WORK REQUIRED — Count the lines in the entries below that contain the string "front", matching case exactly, and reply with only the number.

━━ GIVEN INFORMATION ━━

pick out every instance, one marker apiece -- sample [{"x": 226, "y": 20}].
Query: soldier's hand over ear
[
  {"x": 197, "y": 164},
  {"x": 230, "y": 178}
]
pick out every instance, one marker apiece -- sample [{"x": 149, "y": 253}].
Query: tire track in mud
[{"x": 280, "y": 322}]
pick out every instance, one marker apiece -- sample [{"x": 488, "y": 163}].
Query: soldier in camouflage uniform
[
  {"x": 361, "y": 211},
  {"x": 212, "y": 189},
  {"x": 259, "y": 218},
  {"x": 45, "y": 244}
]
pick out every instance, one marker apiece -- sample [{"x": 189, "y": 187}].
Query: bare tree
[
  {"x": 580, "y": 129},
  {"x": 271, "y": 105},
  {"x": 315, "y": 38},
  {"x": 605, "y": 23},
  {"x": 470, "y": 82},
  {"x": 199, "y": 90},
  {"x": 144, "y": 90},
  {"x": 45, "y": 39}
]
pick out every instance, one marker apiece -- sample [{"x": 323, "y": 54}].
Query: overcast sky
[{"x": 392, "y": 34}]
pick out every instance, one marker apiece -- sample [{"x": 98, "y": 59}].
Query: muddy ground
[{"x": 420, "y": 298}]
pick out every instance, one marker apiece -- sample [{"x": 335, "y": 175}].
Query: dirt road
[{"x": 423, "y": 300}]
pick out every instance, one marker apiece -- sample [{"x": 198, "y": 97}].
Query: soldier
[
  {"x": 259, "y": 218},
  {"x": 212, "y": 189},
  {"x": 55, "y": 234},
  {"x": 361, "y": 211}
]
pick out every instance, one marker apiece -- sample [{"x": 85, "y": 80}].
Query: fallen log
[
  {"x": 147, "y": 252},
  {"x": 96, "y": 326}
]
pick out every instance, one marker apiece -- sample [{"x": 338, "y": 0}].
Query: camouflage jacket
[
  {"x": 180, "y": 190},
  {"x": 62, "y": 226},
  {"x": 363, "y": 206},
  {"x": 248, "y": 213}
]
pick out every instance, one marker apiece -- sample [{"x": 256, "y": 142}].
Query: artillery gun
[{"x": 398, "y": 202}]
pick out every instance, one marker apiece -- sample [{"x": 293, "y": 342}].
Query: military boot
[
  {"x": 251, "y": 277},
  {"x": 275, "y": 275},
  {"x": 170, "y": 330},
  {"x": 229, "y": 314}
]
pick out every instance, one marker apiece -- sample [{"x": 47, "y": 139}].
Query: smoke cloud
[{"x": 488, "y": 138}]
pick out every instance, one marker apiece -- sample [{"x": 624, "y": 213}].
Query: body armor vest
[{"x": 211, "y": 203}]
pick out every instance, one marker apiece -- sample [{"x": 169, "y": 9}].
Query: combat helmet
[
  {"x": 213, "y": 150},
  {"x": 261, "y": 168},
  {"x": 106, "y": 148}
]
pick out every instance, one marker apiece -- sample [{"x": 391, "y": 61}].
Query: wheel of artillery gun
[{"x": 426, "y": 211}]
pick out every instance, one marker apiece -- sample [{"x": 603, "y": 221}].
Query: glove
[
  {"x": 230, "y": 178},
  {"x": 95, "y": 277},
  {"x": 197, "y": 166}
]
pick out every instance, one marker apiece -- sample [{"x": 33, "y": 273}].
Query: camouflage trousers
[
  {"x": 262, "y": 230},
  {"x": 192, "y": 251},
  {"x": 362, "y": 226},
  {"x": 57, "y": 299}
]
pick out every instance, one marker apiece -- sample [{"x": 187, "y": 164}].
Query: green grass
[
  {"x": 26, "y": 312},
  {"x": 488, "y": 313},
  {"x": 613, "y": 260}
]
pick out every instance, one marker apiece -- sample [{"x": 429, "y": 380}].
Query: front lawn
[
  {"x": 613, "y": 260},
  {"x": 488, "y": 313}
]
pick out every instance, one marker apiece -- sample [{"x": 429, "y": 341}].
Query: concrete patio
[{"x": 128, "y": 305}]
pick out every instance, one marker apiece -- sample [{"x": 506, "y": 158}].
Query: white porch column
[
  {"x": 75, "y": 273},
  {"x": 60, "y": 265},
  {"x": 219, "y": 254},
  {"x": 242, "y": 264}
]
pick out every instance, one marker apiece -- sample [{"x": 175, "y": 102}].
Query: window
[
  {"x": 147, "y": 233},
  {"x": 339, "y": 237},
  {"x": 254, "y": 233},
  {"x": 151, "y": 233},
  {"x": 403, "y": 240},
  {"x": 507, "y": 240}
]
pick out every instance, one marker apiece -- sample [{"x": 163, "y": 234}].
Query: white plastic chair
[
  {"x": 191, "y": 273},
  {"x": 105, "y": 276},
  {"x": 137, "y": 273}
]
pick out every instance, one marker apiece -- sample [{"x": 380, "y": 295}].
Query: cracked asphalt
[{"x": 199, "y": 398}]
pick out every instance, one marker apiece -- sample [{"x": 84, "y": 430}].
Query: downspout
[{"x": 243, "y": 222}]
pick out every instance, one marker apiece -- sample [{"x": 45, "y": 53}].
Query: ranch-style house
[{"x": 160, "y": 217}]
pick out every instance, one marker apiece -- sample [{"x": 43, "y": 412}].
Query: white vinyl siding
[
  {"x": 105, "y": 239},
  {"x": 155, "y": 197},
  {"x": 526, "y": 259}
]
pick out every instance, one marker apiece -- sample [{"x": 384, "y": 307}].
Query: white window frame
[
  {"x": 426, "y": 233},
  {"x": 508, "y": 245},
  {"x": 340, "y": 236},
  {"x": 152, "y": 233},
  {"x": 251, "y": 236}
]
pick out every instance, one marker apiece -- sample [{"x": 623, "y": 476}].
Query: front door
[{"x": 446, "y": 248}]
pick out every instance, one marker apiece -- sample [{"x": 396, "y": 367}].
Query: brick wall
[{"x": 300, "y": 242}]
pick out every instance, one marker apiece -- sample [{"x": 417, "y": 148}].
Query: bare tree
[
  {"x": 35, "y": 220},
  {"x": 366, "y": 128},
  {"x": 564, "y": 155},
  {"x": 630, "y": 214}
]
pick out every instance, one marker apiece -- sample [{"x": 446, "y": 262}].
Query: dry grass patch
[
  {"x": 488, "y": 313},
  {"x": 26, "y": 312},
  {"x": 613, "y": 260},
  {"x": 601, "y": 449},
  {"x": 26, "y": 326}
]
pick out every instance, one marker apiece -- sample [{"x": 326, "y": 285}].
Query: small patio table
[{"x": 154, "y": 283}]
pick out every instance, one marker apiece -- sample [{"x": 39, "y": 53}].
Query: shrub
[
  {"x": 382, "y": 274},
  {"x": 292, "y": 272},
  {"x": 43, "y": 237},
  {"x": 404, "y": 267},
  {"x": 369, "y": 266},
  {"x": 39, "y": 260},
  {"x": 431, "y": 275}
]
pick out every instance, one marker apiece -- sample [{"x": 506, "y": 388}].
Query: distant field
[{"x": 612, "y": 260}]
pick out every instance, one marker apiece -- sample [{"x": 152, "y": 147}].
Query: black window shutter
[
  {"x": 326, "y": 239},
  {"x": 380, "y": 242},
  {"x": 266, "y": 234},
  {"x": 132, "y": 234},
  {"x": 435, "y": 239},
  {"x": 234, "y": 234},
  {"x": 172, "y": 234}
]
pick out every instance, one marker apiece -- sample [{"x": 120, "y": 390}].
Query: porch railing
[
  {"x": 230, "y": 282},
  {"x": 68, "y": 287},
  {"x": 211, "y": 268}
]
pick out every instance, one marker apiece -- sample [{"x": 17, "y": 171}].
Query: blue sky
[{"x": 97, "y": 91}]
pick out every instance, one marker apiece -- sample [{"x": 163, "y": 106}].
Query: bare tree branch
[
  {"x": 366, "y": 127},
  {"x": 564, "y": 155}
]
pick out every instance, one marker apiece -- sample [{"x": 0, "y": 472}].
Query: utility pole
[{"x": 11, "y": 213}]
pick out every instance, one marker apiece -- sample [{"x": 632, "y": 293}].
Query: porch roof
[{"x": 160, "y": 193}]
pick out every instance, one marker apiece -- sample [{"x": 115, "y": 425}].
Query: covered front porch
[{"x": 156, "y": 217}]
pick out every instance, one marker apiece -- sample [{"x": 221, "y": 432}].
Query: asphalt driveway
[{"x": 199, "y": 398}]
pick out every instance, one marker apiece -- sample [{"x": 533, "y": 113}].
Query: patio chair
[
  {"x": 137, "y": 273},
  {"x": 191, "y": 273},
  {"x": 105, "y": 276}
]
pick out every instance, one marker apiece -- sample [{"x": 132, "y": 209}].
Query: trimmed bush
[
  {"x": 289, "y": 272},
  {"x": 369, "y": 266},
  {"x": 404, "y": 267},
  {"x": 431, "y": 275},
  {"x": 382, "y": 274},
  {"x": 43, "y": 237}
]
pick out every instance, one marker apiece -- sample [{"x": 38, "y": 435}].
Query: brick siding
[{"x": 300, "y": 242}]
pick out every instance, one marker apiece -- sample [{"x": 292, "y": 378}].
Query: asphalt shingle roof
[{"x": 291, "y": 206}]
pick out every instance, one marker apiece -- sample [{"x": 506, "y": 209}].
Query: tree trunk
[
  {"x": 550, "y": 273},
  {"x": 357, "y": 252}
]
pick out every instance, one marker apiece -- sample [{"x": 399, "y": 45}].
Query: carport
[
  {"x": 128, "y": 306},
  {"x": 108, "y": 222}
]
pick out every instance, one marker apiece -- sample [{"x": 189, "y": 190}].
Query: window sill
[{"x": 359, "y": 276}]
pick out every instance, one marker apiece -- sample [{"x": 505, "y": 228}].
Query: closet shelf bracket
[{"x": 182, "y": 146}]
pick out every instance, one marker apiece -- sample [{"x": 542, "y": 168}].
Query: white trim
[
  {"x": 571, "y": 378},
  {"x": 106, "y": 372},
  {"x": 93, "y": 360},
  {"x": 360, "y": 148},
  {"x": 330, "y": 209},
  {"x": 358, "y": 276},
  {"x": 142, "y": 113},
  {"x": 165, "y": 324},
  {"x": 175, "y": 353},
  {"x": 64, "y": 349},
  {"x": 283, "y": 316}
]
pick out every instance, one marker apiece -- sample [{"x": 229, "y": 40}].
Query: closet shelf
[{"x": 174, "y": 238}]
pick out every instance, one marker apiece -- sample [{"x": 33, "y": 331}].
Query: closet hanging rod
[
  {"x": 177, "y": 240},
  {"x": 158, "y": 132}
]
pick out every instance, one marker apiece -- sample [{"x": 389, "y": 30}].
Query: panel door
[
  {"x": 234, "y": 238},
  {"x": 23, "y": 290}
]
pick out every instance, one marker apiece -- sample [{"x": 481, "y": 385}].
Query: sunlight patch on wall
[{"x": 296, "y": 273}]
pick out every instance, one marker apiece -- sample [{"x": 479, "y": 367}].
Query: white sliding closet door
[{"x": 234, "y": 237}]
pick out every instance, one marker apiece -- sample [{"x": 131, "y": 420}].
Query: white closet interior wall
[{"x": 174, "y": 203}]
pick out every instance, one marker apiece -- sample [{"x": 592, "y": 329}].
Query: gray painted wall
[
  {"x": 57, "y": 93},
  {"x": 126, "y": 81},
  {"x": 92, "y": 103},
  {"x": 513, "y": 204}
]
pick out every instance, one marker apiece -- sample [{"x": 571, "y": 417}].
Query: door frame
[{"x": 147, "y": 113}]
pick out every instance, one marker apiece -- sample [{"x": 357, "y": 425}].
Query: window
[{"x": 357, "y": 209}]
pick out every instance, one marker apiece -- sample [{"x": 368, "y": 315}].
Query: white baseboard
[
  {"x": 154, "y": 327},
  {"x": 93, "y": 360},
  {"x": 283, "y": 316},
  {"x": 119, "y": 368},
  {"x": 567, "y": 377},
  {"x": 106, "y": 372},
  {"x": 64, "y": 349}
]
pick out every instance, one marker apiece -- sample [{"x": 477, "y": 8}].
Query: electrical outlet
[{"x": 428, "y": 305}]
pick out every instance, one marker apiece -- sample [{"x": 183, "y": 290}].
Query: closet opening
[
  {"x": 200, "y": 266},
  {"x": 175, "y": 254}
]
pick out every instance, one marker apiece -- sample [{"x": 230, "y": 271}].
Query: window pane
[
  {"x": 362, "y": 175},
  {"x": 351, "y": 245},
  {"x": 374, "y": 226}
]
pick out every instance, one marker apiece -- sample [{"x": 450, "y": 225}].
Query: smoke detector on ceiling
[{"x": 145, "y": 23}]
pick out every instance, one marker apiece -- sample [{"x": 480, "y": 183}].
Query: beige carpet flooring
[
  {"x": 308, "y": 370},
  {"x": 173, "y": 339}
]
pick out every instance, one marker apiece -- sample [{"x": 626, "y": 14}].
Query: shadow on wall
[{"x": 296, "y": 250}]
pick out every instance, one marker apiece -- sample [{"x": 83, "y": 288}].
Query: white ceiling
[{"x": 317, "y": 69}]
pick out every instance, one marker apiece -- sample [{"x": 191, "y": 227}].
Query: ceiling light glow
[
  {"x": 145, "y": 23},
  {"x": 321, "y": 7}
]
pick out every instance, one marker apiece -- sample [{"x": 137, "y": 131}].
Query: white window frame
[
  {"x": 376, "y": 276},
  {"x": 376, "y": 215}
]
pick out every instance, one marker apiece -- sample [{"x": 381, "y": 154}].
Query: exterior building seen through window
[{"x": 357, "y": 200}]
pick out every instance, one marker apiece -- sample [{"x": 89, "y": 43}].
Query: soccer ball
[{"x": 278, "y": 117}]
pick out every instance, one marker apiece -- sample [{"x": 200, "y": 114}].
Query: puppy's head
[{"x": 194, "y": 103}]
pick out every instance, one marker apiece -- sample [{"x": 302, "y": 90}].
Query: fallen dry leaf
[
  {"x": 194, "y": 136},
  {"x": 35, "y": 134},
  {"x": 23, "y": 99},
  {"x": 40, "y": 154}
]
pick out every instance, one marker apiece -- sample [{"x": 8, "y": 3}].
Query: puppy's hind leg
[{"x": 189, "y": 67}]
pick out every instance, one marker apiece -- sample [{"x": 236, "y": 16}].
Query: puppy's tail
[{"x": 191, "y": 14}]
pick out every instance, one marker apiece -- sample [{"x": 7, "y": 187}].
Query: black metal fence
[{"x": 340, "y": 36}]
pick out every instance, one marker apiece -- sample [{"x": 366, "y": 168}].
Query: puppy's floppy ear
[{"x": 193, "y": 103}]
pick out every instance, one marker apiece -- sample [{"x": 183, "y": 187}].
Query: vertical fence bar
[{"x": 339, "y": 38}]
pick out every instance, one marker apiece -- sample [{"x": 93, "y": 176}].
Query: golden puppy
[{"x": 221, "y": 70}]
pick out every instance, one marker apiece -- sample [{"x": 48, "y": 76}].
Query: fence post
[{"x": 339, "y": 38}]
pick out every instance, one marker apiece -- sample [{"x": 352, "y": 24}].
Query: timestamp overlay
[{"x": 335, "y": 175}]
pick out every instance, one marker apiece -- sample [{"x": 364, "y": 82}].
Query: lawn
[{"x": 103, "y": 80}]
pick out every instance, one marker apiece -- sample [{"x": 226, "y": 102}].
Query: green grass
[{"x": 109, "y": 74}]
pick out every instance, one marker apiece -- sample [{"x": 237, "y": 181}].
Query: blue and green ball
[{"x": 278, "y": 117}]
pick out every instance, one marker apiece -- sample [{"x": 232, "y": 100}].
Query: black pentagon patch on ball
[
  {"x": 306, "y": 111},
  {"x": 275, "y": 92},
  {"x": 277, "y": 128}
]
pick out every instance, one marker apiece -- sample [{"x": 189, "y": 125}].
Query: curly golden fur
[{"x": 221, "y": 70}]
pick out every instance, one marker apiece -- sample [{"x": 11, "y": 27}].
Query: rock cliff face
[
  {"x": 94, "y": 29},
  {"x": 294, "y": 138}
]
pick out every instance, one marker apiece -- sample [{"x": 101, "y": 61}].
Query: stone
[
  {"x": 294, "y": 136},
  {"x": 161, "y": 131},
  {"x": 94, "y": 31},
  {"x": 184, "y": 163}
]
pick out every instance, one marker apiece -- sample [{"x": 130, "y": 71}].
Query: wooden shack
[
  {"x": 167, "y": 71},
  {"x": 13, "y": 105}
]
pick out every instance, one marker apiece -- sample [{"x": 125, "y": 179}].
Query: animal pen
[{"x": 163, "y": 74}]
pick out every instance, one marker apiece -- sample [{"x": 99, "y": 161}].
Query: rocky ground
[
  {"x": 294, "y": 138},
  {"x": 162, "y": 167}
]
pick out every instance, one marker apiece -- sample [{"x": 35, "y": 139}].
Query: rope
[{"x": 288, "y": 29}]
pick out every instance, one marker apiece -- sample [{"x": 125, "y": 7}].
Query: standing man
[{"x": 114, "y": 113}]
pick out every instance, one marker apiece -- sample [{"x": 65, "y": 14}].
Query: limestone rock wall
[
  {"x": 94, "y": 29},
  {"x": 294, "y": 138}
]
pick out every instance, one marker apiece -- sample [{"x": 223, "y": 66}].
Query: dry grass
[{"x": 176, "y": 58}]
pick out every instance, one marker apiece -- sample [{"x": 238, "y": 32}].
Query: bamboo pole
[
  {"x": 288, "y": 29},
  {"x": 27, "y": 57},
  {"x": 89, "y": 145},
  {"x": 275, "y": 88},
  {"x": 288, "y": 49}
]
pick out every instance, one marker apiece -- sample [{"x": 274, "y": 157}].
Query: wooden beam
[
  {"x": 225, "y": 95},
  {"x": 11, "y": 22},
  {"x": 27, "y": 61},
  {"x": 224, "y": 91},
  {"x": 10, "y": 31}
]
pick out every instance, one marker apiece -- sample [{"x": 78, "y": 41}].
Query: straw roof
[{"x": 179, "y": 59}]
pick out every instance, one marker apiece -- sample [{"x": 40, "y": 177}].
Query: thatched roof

━━━

THE RESULT — 3